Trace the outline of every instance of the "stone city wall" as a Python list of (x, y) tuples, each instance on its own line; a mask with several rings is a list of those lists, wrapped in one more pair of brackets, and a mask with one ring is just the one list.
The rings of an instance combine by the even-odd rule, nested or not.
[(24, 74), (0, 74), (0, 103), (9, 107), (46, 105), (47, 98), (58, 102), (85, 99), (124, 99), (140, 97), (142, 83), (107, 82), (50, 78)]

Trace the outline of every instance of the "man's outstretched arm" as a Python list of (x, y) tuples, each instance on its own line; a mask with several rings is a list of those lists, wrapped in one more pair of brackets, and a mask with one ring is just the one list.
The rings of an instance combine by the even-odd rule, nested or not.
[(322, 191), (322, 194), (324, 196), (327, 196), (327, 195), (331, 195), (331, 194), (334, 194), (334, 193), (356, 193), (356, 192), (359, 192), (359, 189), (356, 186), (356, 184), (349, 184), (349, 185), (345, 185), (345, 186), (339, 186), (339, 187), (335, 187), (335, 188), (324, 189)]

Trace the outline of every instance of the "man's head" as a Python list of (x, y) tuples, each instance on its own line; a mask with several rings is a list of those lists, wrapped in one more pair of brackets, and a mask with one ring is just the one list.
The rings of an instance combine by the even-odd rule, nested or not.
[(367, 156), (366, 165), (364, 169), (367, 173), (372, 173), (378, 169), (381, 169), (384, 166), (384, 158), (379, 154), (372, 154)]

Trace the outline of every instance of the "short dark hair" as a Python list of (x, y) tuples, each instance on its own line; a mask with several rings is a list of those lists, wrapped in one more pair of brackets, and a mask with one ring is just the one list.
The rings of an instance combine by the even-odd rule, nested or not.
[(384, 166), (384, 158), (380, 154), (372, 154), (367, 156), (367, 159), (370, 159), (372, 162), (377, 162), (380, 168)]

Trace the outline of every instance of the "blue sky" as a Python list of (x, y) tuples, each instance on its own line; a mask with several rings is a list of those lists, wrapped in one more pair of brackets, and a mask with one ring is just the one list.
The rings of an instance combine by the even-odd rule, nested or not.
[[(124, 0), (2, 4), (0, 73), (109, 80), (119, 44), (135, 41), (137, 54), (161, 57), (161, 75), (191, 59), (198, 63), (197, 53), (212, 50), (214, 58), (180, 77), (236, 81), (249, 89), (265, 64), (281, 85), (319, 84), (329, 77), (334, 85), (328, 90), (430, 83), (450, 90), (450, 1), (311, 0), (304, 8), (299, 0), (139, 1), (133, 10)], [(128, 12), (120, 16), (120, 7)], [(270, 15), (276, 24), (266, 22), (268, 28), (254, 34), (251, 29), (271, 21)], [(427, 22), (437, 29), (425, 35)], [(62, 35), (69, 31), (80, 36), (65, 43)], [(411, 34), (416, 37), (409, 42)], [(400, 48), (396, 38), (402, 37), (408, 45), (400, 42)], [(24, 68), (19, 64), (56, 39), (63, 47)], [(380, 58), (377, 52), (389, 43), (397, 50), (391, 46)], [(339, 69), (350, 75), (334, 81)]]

Given task:
Rewrite the entries from the very beginning up to and including the line with "82), (50, 78)]", putting "old city wall" in place of "stone city wall" and leaving everything else the same.

Problem solution:
Trace the outline of every instance of the "old city wall" as a Python list of (x, y) tuples, each instance on its own line; a mask with several rings is a list of those lists, wrapped in one more pair of brackets, and a mask with one ring is just the one list.
The rings of an instance combine by the even-odd rule, nested or not.
[(24, 74), (0, 74), (0, 103), (9, 107), (46, 105), (47, 98), (58, 102), (85, 99), (124, 99), (140, 97), (142, 83), (107, 82), (50, 78)]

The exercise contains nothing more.